▶ **Text passage**:
▬▬▬▬▬▬▬▬▬▬

Regarding Medical Use of CBD:


EpidiolexLink (FDA approved, prescription-only Cannabidiol (CBD)) is available in the United States and any licensed physician may write a prescription for this drug which can be dispensed at any licensed pharmacy. The drug was approved by the FDA for a rare type of seizure syndrome–but like other prescription drugs licensed physicians may write prescriptions for this drug for use on an off-label basis for other conditions.


Because this is a new drug only approved in the past two years it is too expensive for many patients who would benefit from it ($32,000 per year) and many insurance policies do not cover it. Due to this situation, some physicians specializing in cannabinoid medicine will recommend and direct patients to a licensed, legal dispensary or grower in a legal cannabis state to obtain cannabinoid products and raw plant material which has been tested under state regulations. At no time will a licensed healthcare provider represent or recommend brands to patients–a violation of medical ethics–in particular healthcare providers will not recommend MLM products to patients. Providers that violate these ethics should be reported to licensing boards immediately.


Whether the patient is prescribed Epidiolex, or obtaining cannabis products via physician recommendation through a legal, licensed dispensary, the patient should be under supervision of a physician in regards to any and all medications being used with CBD or replaced by CBD. 


Suffice to say that no one should use a mainstream retail or MLM CBD product to replace any prescription medication or to cure or treat any disease or condition.

Thinking rationally about using CBD supplements:


Legalized cannabis and hemp are one of the most exciting societal changes taking place in the 21st century. It’s understandable why many people want to try these products! If you want to enjoy these newly legal products you can do this safely, sanely, and without breaking your budget.

▬▬▬▬▬▬▬▬▬▬

Please copy the stretch of the CBD text from "Because this is" through "licensing boards immediately.", substituting "state medical boards" for "licensing boards". The records play no part in this.

▶ **Listed entries**:
▬▬▬▬▬▬▬▬▬▬

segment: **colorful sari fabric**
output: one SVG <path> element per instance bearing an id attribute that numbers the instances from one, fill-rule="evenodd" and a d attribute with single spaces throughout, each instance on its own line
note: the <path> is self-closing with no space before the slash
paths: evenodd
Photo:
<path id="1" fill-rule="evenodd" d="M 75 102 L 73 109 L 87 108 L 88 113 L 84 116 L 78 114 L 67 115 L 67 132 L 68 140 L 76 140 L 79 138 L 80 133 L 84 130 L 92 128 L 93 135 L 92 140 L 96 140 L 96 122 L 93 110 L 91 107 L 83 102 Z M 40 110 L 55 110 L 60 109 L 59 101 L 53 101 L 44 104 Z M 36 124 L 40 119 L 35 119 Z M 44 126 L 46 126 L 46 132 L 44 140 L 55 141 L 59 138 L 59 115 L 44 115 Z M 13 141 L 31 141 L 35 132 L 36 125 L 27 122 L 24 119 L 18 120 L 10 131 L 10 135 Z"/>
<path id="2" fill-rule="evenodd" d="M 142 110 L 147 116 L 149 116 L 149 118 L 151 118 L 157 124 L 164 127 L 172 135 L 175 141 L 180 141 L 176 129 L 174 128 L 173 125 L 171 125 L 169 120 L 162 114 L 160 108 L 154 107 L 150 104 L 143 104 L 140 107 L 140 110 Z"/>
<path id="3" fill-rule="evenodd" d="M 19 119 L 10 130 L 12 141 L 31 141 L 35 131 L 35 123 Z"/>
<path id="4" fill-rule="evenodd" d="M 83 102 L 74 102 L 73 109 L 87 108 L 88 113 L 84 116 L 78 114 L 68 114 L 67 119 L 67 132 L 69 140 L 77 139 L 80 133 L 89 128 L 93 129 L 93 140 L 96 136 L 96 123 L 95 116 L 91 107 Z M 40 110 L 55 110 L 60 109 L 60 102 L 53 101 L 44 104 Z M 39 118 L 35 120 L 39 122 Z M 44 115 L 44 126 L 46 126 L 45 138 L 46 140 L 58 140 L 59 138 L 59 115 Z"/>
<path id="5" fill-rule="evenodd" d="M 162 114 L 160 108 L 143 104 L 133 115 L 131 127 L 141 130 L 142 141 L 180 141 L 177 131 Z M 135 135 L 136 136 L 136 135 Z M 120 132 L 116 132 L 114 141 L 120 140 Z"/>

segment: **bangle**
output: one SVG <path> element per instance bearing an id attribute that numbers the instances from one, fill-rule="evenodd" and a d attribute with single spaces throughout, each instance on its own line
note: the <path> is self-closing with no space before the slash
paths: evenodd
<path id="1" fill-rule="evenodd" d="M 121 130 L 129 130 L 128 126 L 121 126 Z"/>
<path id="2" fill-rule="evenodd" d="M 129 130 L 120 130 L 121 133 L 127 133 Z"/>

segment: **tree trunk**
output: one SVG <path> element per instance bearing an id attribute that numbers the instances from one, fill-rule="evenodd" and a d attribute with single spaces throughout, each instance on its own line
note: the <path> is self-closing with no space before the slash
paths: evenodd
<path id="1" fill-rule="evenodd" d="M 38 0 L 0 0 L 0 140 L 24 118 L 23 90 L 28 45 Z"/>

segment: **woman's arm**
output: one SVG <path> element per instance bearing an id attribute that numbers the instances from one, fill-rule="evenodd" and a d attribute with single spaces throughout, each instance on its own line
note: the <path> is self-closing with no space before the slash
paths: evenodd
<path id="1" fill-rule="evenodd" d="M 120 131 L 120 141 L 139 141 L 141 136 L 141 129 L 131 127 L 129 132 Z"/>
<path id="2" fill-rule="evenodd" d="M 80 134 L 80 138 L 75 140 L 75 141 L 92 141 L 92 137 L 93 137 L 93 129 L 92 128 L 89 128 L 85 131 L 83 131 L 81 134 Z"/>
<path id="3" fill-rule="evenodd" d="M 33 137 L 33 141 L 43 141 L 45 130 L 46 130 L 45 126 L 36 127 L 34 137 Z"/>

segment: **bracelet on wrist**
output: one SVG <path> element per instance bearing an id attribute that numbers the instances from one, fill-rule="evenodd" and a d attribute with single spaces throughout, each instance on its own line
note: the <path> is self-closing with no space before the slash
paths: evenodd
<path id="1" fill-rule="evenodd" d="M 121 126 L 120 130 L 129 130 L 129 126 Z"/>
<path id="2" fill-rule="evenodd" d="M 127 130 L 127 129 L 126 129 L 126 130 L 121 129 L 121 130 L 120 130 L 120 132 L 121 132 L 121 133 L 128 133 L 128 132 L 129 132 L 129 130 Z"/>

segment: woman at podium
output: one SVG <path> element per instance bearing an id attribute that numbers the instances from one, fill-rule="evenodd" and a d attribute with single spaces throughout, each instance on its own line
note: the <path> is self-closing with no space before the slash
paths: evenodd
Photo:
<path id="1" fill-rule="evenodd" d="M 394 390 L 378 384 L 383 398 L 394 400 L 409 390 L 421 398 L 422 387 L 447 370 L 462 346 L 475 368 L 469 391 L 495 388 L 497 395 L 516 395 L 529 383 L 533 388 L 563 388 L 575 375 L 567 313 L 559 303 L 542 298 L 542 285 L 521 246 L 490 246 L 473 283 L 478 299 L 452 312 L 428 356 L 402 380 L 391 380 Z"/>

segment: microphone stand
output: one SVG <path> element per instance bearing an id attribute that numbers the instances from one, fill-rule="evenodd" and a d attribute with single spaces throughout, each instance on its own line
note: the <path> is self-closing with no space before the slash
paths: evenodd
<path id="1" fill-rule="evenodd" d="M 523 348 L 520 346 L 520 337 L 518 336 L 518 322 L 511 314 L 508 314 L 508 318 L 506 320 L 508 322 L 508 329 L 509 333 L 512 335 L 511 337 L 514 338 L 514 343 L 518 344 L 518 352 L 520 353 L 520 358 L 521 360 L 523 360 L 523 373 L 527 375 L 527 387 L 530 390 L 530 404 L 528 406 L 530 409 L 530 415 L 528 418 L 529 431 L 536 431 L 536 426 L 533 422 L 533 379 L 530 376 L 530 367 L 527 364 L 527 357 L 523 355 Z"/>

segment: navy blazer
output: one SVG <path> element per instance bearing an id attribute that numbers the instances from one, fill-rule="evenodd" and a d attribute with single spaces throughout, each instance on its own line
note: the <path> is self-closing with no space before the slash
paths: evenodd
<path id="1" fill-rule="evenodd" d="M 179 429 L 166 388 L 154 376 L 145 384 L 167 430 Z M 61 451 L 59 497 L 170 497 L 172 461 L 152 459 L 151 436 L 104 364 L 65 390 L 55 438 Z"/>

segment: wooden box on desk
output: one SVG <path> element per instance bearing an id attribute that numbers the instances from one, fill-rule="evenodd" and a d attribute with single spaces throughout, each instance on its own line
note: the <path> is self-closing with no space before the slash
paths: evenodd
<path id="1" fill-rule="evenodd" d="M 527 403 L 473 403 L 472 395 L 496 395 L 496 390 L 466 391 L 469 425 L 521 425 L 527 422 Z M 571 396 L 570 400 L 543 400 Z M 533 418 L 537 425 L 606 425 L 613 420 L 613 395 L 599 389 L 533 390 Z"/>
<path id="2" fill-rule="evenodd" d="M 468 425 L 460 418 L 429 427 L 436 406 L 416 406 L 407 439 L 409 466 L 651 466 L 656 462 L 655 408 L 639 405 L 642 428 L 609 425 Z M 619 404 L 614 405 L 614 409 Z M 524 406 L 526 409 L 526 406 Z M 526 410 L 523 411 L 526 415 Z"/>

▬▬▬▬▬▬▬▬▬▬

▶ **Output below**:
Because this is a new drug only approved in the past two years it is too expensive for many patients who would benefit from it ($32,000 per year) and many insurance policies do not cover it. Due to this situation, some physicians specializing in cannabinoid medicine will recommend and direct patients to a licensed, legal dispensary or grower in a legal cannabis state to obtain cannabinoid products and raw plant material which has been tested under state regulations. At no time will a licensed healthcare provider represent or recommend brands to patients–a violation of medical ethics–in particular healthcare providers will not recommend MLM products to patients. Providers that violate these ethics should be reported to state medical boards immediately.